The problem -> The required output is the line with "Please point out the black stripe" and each line that follows it to the end of the entries below, copied exactly and with nothing added.

Source material ->
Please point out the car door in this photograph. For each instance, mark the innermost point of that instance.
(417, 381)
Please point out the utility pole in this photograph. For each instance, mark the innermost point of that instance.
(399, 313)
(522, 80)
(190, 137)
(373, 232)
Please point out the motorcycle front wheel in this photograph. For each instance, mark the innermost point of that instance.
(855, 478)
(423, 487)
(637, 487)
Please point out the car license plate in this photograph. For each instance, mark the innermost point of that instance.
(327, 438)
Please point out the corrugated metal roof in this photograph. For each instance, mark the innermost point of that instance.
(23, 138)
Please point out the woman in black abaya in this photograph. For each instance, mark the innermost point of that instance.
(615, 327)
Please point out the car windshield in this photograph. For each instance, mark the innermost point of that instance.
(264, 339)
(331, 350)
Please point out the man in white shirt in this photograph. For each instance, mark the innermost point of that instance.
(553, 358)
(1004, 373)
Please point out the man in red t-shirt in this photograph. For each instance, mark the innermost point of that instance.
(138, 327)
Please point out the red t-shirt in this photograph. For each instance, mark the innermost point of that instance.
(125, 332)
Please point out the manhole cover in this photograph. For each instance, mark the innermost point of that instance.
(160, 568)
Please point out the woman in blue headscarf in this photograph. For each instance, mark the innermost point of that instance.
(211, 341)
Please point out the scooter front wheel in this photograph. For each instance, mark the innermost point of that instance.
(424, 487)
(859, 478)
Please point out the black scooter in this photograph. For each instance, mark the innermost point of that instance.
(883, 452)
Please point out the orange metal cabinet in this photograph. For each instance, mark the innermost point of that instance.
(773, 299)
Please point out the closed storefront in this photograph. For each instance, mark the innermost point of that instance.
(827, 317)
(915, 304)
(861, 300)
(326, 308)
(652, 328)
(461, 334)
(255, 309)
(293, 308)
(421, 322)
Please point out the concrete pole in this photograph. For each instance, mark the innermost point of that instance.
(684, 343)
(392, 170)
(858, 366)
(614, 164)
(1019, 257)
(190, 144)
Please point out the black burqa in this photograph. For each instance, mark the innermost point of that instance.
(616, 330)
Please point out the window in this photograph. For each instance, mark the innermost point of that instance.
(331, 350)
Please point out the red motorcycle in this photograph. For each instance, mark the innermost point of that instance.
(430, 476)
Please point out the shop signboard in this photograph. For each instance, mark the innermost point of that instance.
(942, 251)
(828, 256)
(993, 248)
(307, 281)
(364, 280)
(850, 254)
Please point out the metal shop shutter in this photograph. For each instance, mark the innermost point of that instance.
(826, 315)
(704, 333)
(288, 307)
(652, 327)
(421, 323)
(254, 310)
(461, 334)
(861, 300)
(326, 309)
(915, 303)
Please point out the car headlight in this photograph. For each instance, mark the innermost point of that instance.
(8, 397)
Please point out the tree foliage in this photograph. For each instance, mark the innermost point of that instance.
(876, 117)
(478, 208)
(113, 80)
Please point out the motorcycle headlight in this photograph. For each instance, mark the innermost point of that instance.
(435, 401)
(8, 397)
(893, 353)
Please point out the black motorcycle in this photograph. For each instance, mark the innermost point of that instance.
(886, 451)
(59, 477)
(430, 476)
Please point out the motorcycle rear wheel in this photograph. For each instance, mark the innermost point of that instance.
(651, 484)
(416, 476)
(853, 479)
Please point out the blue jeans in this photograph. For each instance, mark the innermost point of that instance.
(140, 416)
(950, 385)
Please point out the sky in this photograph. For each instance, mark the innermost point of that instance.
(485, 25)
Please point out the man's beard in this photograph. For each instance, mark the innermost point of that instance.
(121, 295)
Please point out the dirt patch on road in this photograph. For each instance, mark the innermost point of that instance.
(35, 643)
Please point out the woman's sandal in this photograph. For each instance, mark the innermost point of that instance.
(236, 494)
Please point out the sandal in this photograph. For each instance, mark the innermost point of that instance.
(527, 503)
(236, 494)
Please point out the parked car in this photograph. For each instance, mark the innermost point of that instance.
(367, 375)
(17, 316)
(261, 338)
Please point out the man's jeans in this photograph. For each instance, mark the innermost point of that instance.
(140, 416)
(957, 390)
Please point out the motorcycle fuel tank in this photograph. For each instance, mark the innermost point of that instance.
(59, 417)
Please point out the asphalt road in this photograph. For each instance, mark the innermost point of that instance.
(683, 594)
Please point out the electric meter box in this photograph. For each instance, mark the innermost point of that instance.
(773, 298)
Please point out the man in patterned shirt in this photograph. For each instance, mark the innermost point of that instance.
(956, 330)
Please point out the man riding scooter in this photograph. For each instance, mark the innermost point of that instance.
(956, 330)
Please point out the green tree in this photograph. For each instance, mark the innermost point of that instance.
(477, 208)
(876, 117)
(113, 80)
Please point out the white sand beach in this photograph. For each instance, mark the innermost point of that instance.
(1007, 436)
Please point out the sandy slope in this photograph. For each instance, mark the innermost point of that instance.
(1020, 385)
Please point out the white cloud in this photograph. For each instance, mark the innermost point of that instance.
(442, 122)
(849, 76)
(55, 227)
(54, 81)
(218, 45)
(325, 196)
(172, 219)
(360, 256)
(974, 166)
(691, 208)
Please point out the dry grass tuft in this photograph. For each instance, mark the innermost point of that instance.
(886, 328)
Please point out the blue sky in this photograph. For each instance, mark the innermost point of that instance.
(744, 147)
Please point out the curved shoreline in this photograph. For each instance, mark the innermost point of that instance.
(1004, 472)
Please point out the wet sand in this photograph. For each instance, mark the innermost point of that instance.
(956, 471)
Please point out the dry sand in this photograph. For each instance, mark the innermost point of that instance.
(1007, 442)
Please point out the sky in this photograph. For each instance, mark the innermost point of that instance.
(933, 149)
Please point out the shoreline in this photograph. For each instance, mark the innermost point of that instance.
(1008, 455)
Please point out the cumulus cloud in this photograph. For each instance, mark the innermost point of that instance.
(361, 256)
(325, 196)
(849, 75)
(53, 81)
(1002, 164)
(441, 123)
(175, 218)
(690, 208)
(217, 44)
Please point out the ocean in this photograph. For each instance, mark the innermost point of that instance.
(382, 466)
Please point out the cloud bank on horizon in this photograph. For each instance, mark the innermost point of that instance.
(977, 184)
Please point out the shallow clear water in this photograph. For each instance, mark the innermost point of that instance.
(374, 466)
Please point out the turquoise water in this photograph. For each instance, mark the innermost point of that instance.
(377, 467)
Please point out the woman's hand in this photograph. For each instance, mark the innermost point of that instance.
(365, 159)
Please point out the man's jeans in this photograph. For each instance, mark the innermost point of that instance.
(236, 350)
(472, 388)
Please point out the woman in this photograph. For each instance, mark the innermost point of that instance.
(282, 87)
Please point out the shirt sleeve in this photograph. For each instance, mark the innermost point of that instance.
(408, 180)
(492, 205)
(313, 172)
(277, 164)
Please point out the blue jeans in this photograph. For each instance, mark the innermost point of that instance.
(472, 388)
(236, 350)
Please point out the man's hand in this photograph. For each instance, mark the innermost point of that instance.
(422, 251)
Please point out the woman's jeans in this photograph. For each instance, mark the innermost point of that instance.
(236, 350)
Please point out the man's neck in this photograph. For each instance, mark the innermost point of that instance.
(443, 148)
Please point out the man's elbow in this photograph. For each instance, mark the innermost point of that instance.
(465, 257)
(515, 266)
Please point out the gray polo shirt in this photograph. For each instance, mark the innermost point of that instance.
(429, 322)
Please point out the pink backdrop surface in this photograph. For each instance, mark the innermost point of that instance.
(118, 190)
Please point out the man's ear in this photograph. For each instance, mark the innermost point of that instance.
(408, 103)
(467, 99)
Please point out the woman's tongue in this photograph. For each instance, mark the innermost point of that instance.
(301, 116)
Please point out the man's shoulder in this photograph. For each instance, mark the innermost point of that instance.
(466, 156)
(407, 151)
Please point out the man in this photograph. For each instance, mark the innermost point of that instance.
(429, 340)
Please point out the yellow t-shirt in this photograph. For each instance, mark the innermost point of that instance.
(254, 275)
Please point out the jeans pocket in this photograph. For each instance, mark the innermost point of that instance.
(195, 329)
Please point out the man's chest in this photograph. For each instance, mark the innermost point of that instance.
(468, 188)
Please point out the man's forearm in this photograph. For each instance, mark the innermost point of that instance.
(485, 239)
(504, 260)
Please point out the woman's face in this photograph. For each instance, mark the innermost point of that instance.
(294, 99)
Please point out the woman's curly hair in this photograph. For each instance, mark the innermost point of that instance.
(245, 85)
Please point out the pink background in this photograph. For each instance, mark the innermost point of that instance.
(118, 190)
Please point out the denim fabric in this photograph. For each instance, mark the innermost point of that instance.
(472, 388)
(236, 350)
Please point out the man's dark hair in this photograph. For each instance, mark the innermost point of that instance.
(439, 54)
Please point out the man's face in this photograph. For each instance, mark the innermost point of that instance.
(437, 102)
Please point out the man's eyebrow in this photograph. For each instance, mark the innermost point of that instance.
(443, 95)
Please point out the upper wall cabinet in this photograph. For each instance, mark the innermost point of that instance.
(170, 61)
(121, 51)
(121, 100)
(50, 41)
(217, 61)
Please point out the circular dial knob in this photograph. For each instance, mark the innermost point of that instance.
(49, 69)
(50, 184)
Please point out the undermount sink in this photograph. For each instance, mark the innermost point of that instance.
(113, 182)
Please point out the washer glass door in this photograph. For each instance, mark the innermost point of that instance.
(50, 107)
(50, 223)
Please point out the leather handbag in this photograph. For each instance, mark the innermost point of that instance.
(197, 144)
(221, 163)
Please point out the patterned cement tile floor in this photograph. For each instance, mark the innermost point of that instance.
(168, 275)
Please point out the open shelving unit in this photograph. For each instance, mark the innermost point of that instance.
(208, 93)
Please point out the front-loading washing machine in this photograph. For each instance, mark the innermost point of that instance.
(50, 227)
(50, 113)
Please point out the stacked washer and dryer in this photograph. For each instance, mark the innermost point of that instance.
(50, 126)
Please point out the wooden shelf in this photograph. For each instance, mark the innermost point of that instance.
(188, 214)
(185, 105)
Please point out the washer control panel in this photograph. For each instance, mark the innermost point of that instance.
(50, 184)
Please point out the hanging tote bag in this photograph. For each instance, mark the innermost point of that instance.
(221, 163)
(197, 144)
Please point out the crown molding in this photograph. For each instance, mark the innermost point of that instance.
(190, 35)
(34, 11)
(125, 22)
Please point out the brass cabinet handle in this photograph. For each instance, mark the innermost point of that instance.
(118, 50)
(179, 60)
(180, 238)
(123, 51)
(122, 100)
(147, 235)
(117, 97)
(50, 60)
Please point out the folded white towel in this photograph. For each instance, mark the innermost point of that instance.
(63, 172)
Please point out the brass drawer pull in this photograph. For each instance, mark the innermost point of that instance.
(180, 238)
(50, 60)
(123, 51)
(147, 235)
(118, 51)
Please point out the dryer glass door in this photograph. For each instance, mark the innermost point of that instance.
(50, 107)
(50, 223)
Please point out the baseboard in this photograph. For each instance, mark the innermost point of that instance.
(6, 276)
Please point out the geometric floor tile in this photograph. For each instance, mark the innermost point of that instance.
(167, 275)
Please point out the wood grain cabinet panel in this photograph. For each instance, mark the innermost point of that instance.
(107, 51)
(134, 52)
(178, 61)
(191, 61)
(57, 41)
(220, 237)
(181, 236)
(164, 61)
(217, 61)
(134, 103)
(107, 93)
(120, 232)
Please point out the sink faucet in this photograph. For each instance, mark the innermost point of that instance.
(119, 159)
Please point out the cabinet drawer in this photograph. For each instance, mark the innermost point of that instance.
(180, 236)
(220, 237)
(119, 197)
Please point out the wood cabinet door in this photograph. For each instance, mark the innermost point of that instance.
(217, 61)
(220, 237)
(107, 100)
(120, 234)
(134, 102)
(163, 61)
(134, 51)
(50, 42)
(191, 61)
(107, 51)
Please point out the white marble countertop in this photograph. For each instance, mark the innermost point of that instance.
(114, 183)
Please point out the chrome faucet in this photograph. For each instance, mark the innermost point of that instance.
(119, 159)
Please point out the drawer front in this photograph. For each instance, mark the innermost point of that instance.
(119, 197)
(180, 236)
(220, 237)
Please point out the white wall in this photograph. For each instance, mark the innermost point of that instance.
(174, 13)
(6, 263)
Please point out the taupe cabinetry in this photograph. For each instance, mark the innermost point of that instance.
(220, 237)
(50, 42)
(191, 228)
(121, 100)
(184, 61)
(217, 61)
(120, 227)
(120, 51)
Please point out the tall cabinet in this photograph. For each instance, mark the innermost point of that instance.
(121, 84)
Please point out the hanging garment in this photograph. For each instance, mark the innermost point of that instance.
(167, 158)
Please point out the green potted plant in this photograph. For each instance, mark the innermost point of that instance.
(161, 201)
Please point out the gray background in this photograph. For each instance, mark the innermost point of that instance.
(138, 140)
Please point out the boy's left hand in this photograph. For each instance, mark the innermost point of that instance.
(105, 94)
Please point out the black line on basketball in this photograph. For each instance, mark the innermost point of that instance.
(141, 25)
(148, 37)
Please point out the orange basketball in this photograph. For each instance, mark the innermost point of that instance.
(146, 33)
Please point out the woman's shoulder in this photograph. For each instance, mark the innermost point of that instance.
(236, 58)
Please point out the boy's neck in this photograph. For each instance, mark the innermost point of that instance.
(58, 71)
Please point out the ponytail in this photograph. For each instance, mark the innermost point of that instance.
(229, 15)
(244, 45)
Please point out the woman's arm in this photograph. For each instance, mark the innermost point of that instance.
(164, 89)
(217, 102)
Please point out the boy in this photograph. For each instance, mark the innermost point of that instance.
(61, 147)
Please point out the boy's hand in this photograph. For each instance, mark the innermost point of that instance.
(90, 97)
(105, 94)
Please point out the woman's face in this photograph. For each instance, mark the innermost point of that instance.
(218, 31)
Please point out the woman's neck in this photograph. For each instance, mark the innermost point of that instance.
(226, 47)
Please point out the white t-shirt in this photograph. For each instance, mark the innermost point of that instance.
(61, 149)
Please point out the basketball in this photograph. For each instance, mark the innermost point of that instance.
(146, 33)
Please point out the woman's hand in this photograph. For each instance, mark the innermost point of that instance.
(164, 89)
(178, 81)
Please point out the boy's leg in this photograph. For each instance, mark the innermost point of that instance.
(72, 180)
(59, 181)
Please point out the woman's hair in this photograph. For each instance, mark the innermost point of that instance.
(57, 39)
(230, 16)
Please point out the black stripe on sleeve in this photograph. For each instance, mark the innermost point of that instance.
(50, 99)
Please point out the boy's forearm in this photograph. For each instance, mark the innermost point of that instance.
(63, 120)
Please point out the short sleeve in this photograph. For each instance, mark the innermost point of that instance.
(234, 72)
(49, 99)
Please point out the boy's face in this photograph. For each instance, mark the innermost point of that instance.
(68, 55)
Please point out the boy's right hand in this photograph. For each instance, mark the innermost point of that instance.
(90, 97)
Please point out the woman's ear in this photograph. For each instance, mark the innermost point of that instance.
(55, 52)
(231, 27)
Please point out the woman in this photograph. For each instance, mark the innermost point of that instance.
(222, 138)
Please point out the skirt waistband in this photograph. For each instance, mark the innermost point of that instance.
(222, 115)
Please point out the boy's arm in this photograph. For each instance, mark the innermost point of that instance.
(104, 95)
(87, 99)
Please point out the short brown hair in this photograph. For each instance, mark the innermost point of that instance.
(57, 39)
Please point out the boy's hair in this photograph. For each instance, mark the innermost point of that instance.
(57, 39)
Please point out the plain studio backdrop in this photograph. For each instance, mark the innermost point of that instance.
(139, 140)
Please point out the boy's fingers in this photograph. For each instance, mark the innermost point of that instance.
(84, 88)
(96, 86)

Task response ->
Please point out the black stripe on sleeve in this photograph. For each instance, mark the innermost point of that instance.
(50, 99)
Please point out the boy's forearm in this photograph. For each instance, mark the innermost point of that instance.
(63, 120)
Please point out the short sleeve in this photograph. For each instance, mark the innermost point of that instance.
(234, 72)
(49, 99)
Please point out the boy's face in this photograph. For each instance, mark the innermost point of that instance.
(68, 55)
Please point out the boy's right hand in this photograph. For each instance, mark the innermost point of that instance.
(90, 97)
Please point out the woman's ear in this photograph. For each instance, mark the innermost point of that instance.
(55, 52)
(231, 27)
Please point out the woman in this photograph. For each instance, mark the innermost point of that instance.
(222, 138)
Please point out the skirt waistband in this photograph. For each instance, mark the innermost point of that instance.
(222, 115)
Please point out the boy's arm in this photograph. For each instance, mark the innermost point of that instance.
(104, 95)
(87, 99)
Please point out the short brown hair in this photograph. For each instance, mark the innermost point of that instance.
(57, 39)
Please point out the boy's hair in this photograph. For each instance, mark the innermost point of that instance.
(57, 39)
Please point out the plain studio backdrop in this photograph. For each instance, mark the innermost point of that instance.
(139, 140)
Please point out the boy's fingers in this photograph. For each instance, mark the innermost point of that instance.
(84, 88)
(96, 86)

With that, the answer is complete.